(DATA begins)
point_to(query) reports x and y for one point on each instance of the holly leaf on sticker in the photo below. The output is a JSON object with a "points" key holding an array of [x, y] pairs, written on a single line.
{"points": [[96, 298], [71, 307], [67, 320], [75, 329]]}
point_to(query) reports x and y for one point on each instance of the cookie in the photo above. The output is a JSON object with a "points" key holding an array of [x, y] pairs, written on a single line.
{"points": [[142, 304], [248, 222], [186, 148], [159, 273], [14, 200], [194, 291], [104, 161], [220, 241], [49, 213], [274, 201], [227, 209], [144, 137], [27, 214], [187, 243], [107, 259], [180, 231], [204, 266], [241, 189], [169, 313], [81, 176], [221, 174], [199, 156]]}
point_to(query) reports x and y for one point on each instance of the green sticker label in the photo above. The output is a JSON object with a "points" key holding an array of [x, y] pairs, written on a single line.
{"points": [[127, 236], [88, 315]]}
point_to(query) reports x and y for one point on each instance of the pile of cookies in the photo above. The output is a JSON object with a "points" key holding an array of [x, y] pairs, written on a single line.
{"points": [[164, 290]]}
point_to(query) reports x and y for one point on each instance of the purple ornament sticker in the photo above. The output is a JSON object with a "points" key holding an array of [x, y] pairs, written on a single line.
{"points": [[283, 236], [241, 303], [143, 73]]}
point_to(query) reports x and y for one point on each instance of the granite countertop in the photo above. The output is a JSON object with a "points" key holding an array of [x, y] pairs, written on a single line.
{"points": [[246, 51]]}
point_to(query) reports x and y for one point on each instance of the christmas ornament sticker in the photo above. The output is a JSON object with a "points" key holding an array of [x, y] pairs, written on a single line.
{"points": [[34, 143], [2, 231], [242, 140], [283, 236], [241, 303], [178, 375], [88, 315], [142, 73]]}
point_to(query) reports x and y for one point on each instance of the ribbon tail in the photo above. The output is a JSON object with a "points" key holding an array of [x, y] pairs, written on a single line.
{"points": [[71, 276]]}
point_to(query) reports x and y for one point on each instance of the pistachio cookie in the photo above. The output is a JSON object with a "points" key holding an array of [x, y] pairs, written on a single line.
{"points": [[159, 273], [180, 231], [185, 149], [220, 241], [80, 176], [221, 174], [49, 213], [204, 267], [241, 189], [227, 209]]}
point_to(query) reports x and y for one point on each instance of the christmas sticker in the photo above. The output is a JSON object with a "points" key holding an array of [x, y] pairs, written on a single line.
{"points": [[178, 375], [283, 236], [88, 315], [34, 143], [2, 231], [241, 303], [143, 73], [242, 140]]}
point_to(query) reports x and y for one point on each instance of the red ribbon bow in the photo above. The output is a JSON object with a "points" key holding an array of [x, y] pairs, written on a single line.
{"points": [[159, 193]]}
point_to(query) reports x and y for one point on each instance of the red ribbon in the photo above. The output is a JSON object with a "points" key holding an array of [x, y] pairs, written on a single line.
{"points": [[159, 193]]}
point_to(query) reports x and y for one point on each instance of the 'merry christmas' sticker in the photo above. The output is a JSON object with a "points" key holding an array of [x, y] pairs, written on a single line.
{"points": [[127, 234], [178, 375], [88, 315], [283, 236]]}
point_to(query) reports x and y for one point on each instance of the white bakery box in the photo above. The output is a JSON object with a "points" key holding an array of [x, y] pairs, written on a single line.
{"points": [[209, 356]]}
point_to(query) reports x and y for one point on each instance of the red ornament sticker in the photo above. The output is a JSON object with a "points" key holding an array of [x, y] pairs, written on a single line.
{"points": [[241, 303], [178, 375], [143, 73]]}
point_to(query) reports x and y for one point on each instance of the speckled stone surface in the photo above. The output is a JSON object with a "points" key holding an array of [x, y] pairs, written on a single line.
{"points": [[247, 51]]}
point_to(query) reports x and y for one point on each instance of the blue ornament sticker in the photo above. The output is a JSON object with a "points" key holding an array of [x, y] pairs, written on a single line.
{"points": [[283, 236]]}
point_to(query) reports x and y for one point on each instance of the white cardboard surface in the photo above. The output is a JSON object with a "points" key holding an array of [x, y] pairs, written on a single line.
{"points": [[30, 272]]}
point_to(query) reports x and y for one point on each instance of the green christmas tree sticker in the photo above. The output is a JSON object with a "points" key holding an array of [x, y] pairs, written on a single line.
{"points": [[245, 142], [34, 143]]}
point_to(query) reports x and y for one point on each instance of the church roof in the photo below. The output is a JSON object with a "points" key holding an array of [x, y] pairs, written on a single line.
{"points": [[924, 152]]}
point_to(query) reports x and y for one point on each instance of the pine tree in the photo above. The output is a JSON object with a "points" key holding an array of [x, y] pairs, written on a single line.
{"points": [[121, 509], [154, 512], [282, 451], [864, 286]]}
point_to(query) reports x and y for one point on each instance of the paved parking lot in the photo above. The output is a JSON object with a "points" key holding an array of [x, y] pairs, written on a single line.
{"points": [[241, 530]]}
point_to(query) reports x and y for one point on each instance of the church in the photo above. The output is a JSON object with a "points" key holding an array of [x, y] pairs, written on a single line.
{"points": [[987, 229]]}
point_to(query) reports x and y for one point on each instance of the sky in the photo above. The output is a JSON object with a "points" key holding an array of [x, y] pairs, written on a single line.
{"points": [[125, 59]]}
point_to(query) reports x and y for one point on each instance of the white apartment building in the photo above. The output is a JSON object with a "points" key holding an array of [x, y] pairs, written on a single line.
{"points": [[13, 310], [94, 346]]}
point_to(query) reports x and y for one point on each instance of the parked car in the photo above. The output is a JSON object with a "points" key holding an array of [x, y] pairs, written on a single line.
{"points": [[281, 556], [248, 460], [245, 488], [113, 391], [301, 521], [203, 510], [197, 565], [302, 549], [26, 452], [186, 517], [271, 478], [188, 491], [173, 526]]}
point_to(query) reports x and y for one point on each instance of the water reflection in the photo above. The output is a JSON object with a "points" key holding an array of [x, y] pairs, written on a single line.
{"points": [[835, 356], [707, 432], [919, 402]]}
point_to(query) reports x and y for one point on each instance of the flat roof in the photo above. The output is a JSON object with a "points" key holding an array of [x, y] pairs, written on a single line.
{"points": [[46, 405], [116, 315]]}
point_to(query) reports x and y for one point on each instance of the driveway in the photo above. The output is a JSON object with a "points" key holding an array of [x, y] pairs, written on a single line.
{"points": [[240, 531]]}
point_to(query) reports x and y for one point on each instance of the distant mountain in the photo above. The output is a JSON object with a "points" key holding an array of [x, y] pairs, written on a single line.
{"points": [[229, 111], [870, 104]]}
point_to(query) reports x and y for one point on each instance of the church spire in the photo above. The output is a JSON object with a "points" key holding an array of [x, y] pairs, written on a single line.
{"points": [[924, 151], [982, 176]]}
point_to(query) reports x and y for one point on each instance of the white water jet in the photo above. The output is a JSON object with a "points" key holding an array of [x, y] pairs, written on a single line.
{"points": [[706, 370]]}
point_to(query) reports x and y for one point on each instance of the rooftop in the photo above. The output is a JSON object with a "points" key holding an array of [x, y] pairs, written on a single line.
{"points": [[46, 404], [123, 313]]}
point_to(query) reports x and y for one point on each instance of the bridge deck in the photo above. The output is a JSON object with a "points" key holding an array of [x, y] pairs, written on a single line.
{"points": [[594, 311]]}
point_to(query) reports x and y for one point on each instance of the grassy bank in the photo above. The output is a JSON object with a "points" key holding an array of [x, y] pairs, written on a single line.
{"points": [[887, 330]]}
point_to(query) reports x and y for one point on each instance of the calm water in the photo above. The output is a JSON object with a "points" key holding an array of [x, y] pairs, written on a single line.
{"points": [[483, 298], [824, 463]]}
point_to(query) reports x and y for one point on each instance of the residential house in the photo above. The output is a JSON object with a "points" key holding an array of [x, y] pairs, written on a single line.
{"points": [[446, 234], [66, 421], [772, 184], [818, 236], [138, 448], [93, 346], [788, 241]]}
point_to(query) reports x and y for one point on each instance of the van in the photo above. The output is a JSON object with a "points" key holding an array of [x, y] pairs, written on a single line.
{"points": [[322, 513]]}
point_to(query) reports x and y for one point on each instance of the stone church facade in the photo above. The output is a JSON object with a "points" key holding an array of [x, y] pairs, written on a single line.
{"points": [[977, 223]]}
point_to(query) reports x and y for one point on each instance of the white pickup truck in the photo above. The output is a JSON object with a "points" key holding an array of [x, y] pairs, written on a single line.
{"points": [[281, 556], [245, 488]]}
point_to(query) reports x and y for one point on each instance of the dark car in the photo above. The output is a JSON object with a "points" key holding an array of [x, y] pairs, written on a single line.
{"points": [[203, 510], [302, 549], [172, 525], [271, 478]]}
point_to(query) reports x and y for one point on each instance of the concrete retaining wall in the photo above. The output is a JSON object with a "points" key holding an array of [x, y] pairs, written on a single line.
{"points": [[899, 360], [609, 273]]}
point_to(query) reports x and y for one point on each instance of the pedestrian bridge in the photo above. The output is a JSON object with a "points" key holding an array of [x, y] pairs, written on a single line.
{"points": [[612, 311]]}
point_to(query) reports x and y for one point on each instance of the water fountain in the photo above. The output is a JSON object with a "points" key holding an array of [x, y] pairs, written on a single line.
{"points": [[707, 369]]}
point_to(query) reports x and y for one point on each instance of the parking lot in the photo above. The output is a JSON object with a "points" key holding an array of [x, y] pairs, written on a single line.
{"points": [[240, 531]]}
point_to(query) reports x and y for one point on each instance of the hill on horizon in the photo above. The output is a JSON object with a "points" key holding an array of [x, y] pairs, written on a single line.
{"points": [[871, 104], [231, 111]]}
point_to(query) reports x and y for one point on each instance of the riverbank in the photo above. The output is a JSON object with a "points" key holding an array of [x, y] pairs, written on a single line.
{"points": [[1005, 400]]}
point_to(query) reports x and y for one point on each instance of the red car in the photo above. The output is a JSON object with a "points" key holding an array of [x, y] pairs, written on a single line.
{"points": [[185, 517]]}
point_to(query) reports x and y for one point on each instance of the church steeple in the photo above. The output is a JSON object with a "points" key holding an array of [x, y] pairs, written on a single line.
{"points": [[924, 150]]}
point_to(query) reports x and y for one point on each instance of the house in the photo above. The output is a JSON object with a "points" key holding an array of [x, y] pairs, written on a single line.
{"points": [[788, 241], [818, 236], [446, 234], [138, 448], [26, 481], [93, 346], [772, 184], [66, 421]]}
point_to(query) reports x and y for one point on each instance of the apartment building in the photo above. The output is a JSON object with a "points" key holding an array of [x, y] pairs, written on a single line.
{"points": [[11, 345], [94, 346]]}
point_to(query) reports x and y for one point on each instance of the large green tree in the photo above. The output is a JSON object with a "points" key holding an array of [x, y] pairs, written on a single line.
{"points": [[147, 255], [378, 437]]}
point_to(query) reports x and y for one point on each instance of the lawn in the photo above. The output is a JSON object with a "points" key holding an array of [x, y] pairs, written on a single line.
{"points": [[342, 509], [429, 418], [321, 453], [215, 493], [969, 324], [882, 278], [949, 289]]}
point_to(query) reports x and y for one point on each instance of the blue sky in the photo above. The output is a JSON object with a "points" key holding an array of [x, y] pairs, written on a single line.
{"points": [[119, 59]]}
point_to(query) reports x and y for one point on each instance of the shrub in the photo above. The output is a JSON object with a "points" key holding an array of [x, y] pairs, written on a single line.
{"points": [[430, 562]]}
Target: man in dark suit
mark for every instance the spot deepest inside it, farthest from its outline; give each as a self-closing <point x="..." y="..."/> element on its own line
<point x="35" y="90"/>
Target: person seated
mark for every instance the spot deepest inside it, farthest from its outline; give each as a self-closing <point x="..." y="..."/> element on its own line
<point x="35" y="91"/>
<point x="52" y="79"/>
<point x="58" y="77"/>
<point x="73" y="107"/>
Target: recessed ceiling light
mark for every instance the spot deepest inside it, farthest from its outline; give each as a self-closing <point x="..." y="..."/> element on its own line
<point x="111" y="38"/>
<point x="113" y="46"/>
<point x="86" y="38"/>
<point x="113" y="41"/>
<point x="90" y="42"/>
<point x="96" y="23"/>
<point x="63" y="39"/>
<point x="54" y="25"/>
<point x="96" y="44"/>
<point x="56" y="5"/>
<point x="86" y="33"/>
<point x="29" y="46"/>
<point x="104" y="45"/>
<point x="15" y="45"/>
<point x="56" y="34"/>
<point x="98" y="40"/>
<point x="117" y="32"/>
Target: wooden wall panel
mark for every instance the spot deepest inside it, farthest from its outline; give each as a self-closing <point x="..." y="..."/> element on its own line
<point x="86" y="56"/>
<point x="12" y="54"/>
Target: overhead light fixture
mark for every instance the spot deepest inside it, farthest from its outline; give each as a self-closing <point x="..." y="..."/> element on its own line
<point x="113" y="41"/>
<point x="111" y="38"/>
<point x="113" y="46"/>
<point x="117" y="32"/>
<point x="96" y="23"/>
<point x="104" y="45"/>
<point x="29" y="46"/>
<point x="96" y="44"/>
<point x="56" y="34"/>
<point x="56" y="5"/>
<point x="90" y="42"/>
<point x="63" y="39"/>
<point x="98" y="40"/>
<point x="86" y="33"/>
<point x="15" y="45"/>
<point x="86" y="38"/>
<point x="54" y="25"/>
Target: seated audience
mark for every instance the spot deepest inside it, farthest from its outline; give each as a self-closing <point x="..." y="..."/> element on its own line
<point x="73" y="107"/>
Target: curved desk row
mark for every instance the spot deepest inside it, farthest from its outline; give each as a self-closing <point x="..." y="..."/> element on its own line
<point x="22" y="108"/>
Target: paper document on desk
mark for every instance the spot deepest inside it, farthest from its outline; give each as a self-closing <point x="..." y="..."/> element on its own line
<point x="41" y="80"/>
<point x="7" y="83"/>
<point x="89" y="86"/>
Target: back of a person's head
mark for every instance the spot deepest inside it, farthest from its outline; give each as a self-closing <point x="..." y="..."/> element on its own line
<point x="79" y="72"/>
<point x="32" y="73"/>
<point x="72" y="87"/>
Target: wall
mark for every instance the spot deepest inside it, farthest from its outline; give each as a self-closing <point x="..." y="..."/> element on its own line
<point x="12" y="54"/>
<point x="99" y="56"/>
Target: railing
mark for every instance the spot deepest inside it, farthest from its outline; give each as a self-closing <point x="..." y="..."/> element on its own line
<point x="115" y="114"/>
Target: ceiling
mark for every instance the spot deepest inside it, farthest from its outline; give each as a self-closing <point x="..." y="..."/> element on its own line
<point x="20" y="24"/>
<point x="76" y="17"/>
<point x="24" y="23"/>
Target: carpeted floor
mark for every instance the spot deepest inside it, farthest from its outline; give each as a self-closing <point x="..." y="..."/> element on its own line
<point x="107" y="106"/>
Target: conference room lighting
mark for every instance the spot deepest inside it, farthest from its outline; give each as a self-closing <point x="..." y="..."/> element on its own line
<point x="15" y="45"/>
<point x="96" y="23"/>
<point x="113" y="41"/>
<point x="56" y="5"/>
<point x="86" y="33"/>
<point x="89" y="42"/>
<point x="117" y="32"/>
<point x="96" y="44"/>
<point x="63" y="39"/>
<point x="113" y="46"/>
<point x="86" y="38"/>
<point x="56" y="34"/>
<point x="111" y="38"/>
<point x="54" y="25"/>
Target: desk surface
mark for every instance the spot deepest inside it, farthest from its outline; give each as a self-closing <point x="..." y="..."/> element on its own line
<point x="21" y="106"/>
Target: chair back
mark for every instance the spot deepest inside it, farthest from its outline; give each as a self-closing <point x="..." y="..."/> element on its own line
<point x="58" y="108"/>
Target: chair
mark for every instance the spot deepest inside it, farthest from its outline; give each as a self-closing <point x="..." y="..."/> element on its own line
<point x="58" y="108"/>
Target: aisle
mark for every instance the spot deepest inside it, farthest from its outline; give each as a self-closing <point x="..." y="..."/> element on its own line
(DATA ends)
## ACTIVITY
Only the lines above starting at the one containing "Target: seated audience" and ending at the one containing "Target: paper document on desk", both included, are to be returned, exactly as they read.

## SOLUTION FOR THIS TASK
Target: seated audience
mark for every instance the spot deepest inside it, farthest from its outline; give each as a self-closing <point x="..." y="..."/> element on its own line
<point x="73" y="107"/>
Target: curved desk row
mark for every instance the spot deepest inside it, farthest from its outline; give each as a self-closing <point x="..." y="..."/> element on its own line
<point x="22" y="108"/>
Target: paper document on desk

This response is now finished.